[Problem description]:
Transcribe word for word the passage of the accelerometer text below that begins at the words "The ___calc_activity_index___ function" and stops after the words "signal_length=60, sampling_rate=fs, metric='ZCM')".
**** Text provided
The ___calc_activity_index___ function is used to calculate an activity index defined by 'metric' for the selected 'input_types'. Note that if the 'input_types' is not passed to the function, the activity metric is calculated for all of the valid input types.  

In [5]:
#Calculate activity indices
pim = biobss.imutools.calc_activity_index(accx, accy, accz, signal_length=60, sampling_rate=fs, metric='PIM')
zcm = biobss.imutools.calc_activity_index(accx, accy, accz, signal_length=60, sampling_rate=fs, metric='ZCM')
tat = biobss.imutools.calc_activity_index(accx, accy, accz, signal_length=60, sampling_rate=fs, metric='TAT')
mad = biobss.imutools.calc_activity_index(accx, accy, accz, signal_length=60, sampling_rate=fs, metric='MAD')
enmo = biobss.imutools.calc_activity_index(accx, accy, accz, signal_length=60, sampling_rate=fs, metric='ENMO')
hfen = biobss.imutools.calc_activity_index(accx, accy, accz, signal_length=60, sampling_rate=fs, metric='HFEN')
ai = biobss.imutools.calc_activity_index(accx, accy, accz, signal_length=60, sampling_rate=fs, metric='AI', baseline_variance=[0.5,0.5,0.5])



### __ACC Feature Extraction__
<a id="acc_features"></a>

In the literature, there are several features used for analysis of ACC signals. These features can be categorized as frequency domain features, statistical features and correlation features. 

Statistical features:
- 'mean': mean of the signal amplitude
- 'std': standard deviation of the signal amplitude
- 'mad': mean absolute deviation of the signal amplitude
- 'min': minimum value of the signal amplitude
- 'max': maximum value of the signal amplitude
- 'range': difference of maximum and minimum values of the signal amplitude
- 'median': median value of the signal amplitude
- 'medad': median absolute deviation of the signal amplitude
- 'iqr': interquartile range of the signal amplitude
- 'ncount': number of negative values 
- 'pcount': number of positibe values 
- 'abmean': number of values above mean
- 'npeaks': number of peaks
- 'skew': skewness
- 'kurtosis': kurtosis
- 'energy': signal energy (the mean of sum of squares of the values in a window)
********
**** Data extract
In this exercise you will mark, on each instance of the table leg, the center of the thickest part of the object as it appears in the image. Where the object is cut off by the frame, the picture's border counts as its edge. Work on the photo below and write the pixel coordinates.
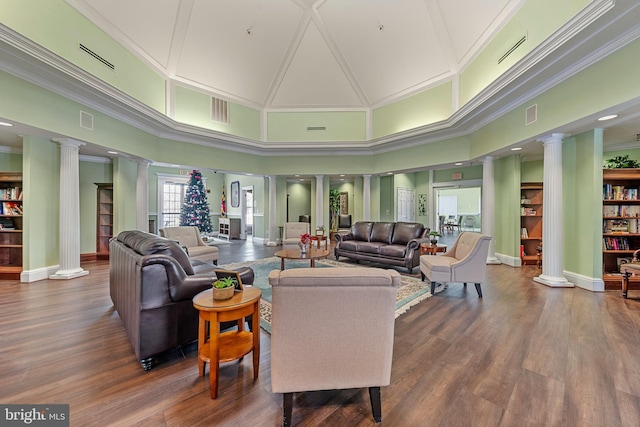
(255, 329)
(214, 358)
(202, 337)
********
[The output]:
The ___calc_activity_index___ function is used to calculate an activity index defined by 'metric' for the selected 'input_types'. Note that if the 'input_types' is not passed to the function, the activity metric is calculated for all of the valid input types.  

In [5]:
#Calculate activity indices
pim = biobss.imutools.calc_activity_index(accx, accy, accz, signal_length=60, sampling_rate=fs, metric='PIM')
zcm = biobss.imutools.calc_activity_index(accx, accy, accz, signal_length=60, sampling_rate=fs, metric='ZCM')